- Texte donné -
Il y a beaucoup d’hypocrisie autour de l’évasion fiscale. D’un côté, et c’est bien facile, mes chers collègues, on assimile les expatriés à des exilés fiscaux ; de l’autre, on ne prête pas attention aux montants colossaux détournés de la fiscalité française par certains grands groupes. Le Gouvernement ne montre pas toujours l’exemple, comme lors du renouvellement du contrat entre le ministère de la défense et Microsoft Europe. Ayant son siège social à Dublin, l’entreprise ne paie que très peu d’impôts en France, malgré un récent redressement fiscal.

- Données fournies -
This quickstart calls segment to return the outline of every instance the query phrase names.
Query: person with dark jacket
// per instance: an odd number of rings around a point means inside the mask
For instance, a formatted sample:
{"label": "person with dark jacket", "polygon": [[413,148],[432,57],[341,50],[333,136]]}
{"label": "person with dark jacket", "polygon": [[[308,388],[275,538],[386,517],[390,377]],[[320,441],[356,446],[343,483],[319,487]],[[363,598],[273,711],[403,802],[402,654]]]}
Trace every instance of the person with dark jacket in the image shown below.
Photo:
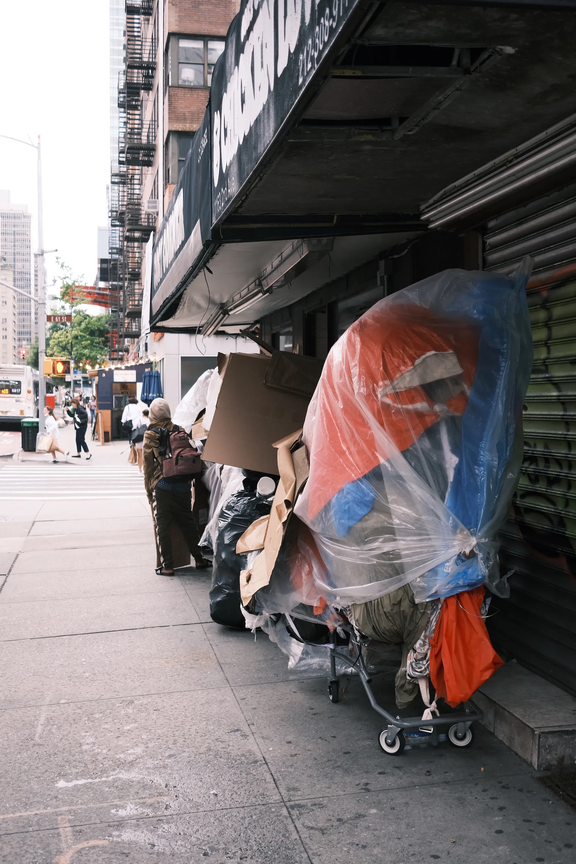
{"label": "person with dark jacket", "polygon": [[[72,410],[71,410],[72,409]],[[88,449],[88,445],[85,441],[86,435],[86,429],[88,428],[88,412],[82,404],[81,401],[74,397],[72,399],[72,405],[70,408],[66,408],[66,411],[69,417],[73,417],[74,420],[74,429],[76,429],[76,449],[78,453],[76,454],[73,454],[73,459],[80,458],[80,448],[85,453],[87,453],[86,461],[92,458],[92,454]]]}
{"label": "person with dark jacket", "polygon": [[190,554],[196,562],[196,569],[210,567],[210,562],[202,557],[198,545],[198,525],[192,515],[192,477],[181,476],[175,480],[165,478],[162,473],[162,456],[160,454],[160,429],[171,432],[174,426],[170,418],[170,406],[165,399],[154,399],[149,408],[150,422],[144,433],[142,447],[144,463],[144,487],[152,505],[158,545],[163,566],[158,568],[160,575],[174,575],[172,537],[170,524],[173,519],[182,529]]}

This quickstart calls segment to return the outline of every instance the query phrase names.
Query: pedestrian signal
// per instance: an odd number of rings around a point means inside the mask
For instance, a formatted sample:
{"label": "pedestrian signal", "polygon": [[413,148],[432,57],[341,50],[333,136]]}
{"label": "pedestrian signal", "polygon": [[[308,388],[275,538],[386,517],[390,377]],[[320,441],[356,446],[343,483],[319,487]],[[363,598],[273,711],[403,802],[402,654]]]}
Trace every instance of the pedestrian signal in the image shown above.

- La consigne -
Recopiez sans rien changer le passage du texte sur l'évasion fiscale qui va de « Il y a beaucoup » à « récent redressement fiscal. ».

- Résultat de l'exercice -
Il y a beaucoup d’hypocrisie autour de l’évasion fiscale. D’un côté, et c’est bien facile, mes chers collègues, on assimile les expatriés à des exilés fiscaux ; de l’autre, on ne prête pas attention aux montants colossaux détournés de la fiscalité française par certains grands groupes. Le Gouvernement ne montre pas toujours l’exemple, comme lors du renouvellement du contrat entre le ministère de la défense et Microsoft Europe. Ayant son siège social à Dublin, l’entreprise ne paie que très peu d’impôts en France, malgré un récent redressement fiscal.